#### Spatial localization data:
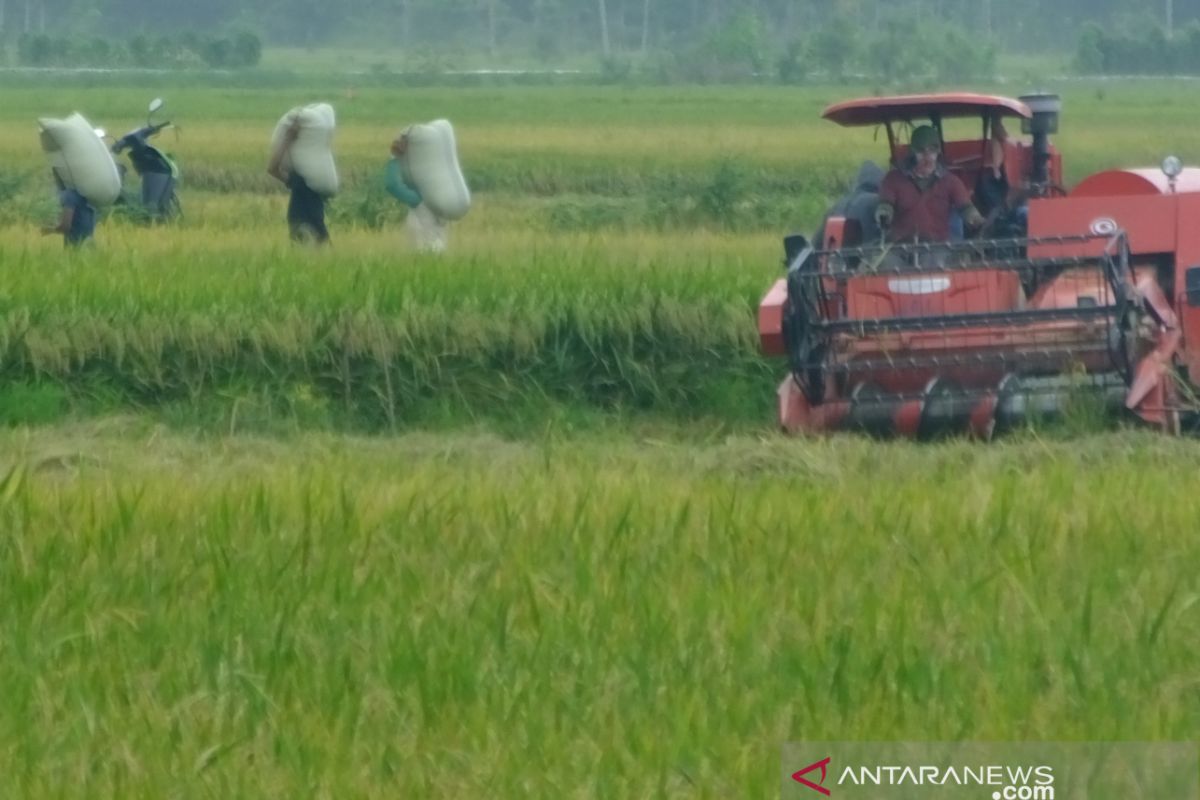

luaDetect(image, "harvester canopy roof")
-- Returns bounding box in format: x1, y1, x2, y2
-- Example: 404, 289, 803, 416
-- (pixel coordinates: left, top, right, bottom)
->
822, 93, 1032, 127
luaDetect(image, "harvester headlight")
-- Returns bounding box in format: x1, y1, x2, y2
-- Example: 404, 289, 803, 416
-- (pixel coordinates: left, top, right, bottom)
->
1162, 155, 1183, 179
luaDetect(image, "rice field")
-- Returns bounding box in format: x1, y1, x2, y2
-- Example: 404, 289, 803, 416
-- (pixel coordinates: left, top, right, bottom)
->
5, 423, 1200, 797
3, 74, 1200, 797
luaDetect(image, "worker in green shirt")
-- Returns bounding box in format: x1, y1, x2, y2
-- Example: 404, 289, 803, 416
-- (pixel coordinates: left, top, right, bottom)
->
385, 129, 449, 253
385, 131, 422, 208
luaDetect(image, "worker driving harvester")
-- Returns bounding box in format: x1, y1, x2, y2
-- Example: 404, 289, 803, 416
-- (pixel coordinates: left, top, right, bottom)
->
874, 124, 985, 247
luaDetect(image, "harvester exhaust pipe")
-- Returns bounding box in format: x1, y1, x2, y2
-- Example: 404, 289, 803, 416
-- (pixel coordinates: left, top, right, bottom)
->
1019, 93, 1061, 191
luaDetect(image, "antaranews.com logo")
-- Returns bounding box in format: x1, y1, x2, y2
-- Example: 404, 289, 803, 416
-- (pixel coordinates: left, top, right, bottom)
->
782, 742, 1199, 800
790, 757, 1053, 799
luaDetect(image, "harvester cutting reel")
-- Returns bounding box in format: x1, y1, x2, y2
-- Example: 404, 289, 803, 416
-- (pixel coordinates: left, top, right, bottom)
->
780, 231, 1183, 437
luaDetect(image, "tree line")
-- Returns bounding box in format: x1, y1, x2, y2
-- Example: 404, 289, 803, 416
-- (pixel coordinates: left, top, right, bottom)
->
0, 0, 1196, 76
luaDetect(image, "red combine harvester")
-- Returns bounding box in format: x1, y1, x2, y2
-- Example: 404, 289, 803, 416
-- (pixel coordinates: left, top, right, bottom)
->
757, 92, 1198, 438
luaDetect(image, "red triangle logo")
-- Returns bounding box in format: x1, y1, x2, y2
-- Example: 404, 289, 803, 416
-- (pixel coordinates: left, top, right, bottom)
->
792, 757, 832, 795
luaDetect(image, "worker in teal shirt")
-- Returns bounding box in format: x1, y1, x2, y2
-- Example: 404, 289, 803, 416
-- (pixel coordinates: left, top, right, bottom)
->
386, 129, 450, 252
385, 131, 422, 208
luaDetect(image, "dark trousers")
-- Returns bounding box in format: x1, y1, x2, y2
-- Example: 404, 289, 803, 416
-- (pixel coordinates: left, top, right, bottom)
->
287, 174, 330, 244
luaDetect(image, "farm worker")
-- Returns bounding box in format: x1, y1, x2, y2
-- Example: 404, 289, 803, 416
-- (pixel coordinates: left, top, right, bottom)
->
874, 124, 983, 244
42, 169, 97, 248
268, 119, 331, 245
815, 160, 885, 247
974, 115, 1019, 222
385, 131, 422, 207
987, 116, 1009, 181
385, 129, 450, 253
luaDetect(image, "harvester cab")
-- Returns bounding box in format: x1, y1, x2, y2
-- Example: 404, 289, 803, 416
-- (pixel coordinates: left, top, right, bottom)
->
759, 92, 1189, 438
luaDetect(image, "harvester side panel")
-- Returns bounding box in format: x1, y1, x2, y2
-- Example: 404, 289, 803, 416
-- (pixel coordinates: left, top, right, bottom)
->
759, 279, 787, 356
1032, 184, 1200, 390
1028, 193, 1176, 258
1172, 192, 1200, 385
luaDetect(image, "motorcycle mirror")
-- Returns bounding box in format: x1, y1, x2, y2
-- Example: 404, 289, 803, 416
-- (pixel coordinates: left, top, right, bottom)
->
148, 98, 164, 116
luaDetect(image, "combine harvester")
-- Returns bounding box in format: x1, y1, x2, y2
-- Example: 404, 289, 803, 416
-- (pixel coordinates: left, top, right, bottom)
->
758, 92, 1199, 438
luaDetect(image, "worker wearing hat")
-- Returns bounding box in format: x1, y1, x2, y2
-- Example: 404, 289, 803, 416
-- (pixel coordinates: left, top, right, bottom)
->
874, 124, 984, 243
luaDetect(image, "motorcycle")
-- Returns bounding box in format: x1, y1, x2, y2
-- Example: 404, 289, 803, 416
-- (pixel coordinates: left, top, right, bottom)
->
111, 98, 182, 222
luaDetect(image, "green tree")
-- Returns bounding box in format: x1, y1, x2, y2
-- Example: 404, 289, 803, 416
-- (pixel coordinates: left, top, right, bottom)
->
809, 14, 858, 81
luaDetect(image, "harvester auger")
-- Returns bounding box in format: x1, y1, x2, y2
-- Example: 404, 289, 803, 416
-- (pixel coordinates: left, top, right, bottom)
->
758, 92, 1194, 439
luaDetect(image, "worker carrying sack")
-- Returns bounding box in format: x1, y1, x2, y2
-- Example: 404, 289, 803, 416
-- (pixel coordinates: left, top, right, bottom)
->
38, 113, 121, 207
400, 119, 470, 221
270, 103, 339, 197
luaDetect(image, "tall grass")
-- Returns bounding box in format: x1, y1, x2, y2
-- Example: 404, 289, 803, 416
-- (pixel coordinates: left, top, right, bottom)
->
0, 227, 779, 430
0, 426, 1197, 796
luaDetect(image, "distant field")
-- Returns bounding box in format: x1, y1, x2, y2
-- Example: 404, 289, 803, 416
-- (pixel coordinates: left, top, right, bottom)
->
3, 78, 1200, 245
257, 45, 602, 74
5, 80, 1200, 223
2, 78, 1200, 429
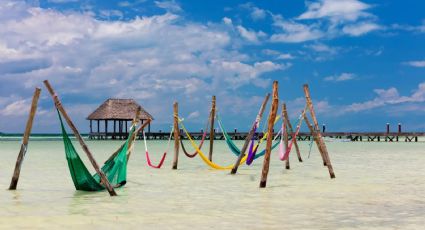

#### WHAT YOU NEED TO DO:
Take every line above where "combine" appears and copy it.

#### SOLUTION FOR THIS PROBLEM:
luaDetect(image, "red combine harvester")
luaDetect(image, "combine harvester")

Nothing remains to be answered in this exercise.